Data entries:
[Start of section]
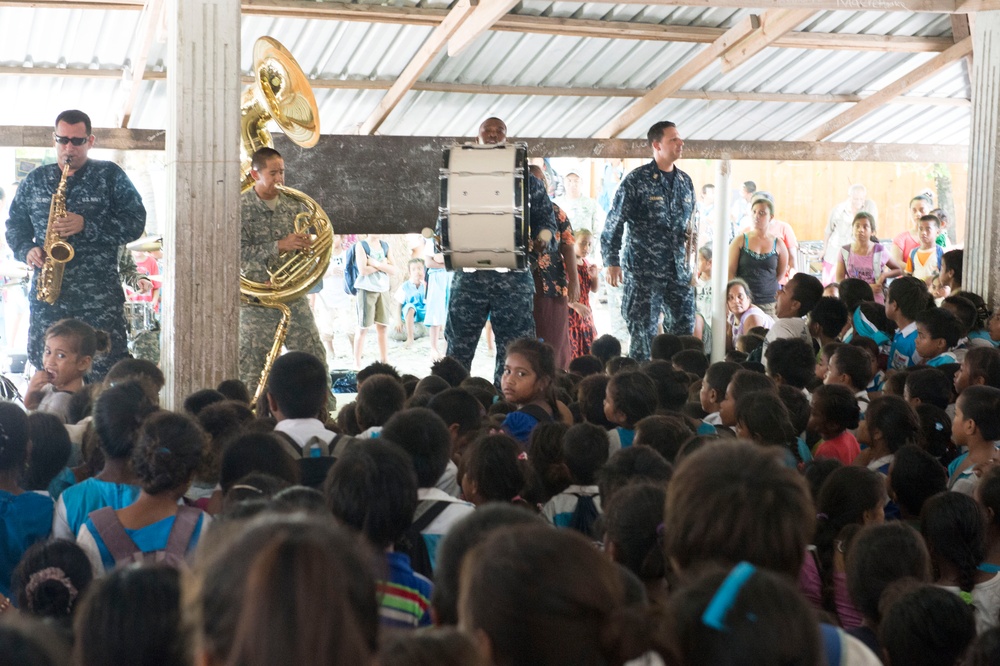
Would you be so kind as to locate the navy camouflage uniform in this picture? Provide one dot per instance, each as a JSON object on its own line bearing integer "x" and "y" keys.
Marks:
{"x": 504, "y": 297}
{"x": 657, "y": 275}
{"x": 113, "y": 215}
{"x": 262, "y": 228}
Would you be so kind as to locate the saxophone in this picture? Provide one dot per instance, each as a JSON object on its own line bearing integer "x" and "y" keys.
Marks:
{"x": 57, "y": 251}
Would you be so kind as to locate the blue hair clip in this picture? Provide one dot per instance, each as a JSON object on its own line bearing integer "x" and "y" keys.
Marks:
{"x": 717, "y": 609}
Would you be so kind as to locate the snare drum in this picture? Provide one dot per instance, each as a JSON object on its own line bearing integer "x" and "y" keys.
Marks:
{"x": 140, "y": 317}
{"x": 484, "y": 207}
[End of section]
**Task to complete**
Please output every record above exactly as written, leaving out the pictures.

**Expected answer**
Would you be so kind as to locate the navy camouflage uniform in this picture? Provide one dot per instance, each as a JSON object on its own line bearing integer "x" and "y" keys.
Marks:
{"x": 504, "y": 297}
{"x": 657, "y": 275}
{"x": 113, "y": 215}
{"x": 262, "y": 228}
Would you be so kind as to locate the saxophone in this picture? Provide one dot per instance, each as a JSON object on its own line bearing integer "x" and "y" keys.
Marks:
{"x": 57, "y": 251}
Would you be so kind as to locate the blue hair clip in this picture? Provide one dot per instance, each as a JSON object on its own line bearing integer "x" and "y" keys.
Marks:
{"x": 717, "y": 609}
Would you be so kind as to locate the snare drum in this picture? Provide one dot per instance, each as a JSON object on its own line bearing integer "x" and "y" keys.
Marks:
{"x": 140, "y": 317}
{"x": 484, "y": 207}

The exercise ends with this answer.